### [Assignment]
Your answer should be one number, the count of lines in the records that carry the string "wire".

### [Supplied material]
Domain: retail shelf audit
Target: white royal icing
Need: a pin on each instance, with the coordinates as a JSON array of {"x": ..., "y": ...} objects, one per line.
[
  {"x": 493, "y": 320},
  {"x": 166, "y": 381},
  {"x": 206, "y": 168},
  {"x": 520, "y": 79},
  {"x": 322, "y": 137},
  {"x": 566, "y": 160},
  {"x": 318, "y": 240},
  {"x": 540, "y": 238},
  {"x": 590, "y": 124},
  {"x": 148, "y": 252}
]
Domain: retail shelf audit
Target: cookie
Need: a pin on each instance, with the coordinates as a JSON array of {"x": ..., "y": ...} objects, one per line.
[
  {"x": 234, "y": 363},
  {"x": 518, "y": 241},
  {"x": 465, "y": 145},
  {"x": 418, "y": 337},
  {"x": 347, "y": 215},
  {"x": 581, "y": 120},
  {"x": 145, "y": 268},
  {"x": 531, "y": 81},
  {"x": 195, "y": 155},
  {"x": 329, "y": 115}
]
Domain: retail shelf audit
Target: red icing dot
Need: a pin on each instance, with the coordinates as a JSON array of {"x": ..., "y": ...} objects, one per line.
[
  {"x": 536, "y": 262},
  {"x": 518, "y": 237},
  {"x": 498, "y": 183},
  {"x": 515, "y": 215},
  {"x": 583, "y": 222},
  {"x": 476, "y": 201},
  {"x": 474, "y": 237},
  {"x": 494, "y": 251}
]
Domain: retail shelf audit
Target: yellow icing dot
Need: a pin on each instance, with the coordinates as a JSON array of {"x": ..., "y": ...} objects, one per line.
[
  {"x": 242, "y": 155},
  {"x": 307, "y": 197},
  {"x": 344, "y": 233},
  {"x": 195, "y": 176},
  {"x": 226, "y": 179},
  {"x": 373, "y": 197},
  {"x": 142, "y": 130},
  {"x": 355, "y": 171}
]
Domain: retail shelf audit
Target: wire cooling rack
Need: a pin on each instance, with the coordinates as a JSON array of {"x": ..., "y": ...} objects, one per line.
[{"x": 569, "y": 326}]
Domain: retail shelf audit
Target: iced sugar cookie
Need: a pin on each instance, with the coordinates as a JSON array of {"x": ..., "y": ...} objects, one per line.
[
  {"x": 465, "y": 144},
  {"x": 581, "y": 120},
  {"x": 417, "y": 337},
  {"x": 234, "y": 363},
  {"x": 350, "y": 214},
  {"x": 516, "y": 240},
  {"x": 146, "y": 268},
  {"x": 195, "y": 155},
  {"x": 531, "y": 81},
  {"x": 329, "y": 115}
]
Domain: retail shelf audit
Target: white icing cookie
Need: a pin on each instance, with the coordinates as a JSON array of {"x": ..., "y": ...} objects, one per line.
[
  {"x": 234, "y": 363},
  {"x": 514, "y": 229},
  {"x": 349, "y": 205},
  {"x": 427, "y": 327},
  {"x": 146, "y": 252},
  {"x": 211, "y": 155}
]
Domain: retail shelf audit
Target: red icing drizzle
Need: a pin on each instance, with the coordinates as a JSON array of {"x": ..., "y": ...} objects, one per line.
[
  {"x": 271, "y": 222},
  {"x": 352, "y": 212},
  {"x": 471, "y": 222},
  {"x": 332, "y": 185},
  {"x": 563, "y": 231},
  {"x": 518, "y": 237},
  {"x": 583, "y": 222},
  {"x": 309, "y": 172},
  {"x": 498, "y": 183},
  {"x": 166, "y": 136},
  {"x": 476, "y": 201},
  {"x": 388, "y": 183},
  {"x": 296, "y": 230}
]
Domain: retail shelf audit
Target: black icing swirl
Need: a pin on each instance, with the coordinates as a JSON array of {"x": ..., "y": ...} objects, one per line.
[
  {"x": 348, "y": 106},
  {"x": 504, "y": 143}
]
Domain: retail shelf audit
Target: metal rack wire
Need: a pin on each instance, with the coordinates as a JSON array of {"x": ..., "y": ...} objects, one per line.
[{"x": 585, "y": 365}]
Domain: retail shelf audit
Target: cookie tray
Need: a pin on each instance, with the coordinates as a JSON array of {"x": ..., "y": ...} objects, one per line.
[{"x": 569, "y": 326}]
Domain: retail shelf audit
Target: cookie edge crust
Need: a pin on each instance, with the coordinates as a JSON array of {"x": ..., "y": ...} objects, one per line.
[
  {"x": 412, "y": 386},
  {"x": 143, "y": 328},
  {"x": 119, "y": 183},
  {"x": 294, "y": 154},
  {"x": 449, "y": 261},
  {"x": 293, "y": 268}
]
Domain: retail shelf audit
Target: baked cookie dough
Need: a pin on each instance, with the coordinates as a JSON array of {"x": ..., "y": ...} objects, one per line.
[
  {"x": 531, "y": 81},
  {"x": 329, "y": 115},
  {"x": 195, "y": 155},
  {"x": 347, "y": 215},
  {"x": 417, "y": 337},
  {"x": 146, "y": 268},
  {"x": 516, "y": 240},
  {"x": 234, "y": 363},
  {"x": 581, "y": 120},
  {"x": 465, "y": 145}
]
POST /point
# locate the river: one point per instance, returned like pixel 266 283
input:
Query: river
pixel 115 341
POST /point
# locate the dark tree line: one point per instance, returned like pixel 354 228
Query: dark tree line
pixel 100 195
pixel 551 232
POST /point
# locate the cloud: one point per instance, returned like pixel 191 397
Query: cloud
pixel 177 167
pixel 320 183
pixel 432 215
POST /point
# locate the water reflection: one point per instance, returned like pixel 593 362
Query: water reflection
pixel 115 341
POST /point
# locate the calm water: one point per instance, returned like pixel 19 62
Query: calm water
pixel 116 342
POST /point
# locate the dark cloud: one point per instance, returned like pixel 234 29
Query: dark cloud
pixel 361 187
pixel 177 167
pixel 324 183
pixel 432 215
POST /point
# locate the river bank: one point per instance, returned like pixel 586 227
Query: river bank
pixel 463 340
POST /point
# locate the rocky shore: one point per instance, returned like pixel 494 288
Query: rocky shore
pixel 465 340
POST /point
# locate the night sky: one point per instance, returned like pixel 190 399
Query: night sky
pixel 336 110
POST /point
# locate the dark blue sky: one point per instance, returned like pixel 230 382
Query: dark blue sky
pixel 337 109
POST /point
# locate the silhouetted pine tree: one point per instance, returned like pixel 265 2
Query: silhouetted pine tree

### [Output of the exercise]
2